### [SET TASK]
Restate, word for word, all of the material shown below.

◆ ◆ ◆ ◆ ◆

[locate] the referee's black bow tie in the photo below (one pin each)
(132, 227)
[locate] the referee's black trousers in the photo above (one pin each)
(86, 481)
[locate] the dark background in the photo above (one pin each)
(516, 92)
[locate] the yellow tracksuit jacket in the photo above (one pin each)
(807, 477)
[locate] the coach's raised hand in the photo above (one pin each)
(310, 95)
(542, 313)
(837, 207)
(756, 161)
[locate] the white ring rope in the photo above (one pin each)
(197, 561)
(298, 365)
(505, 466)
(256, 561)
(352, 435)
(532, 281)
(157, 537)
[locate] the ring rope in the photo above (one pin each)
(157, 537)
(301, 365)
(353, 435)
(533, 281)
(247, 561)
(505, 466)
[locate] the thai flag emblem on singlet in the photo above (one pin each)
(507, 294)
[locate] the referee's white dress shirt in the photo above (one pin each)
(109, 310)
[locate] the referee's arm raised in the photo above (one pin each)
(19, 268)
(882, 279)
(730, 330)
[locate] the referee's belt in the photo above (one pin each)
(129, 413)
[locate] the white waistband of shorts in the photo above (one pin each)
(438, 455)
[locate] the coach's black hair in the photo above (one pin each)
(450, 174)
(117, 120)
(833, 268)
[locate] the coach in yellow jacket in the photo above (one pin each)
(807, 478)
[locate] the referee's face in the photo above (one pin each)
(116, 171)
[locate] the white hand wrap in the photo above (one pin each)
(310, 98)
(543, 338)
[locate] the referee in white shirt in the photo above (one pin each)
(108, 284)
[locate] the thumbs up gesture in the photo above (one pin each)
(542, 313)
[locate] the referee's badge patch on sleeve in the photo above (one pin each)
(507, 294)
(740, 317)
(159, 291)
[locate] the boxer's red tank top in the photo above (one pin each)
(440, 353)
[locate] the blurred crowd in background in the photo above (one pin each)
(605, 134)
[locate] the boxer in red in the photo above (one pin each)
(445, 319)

◆ ◆ ◆ ◆ ◆

### [EXERCISE ANSWER]
[locate] the referee's black bow tie in the photo below (one pin each)
(132, 227)
[locate] the referee's black trousers in the photo above (one pin each)
(86, 481)
[locate] the dark background in the photo above (one pin each)
(516, 92)
[locate] the yellow tracksuit jacket in the photo above (one pin each)
(807, 477)
[locate] the coach's raised hand in the photo above (one pin each)
(310, 95)
(542, 313)
(837, 207)
(756, 161)
[locate] the white ring rope in the photo above (one pin each)
(197, 561)
(298, 365)
(505, 466)
(256, 561)
(352, 435)
(532, 281)
(157, 537)
[locate] the ring rope in the photo above (one pin each)
(157, 537)
(301, 365)
(353, 435)
(533, 281)
(247, 561)
(505, 466)
[locate] the thai flag emblem on singlet in the photo above (one pin each)
(507, 294)
[locate] the referee's white dress shirt in the photo above (one pin each)
(109, 310)
[locate] the referee's arm raised in the photo above (one pin each)
(19, 268)
(882, 279)
(730, 330)
[locate] the referee's belt in the photo above (one pin each)
(129, 413)
[locate] the white waistband of shorts in the photo above (one pin each)
(438, 455)
[locate] the coach's black hair in the photo above (one pin each)
(450, 174)
(117, 120)
(833, 268)
[locate] the coach in yellow jacket in the photo above (one pin each)
(807, 478)
[locate] the referee's face in the photo above (one pin each)
(116, 171)
[locate] the white hand wrap in the photo above (one pin each)
(310, 98)
(543, 338)
[locate] the referee in white shirt in the photo above (one pin each)
(108, 284)
[locate] the thumbs up gesture in the photo above (one pin each)
(542, 313)
[locate] the referee's badge patch on sleeve in the photo above (one pin each)
(507, 294)
(740, 317)
(159, 291)
[locate] the boxer's red tank top in the photo above (one pin each)
(440, 353)
[locate] the blurred crowd in background in the photo above (one pin each)
(605, 134)
[locate] the boxer in red in the photo above (one pin each)
(445, 319)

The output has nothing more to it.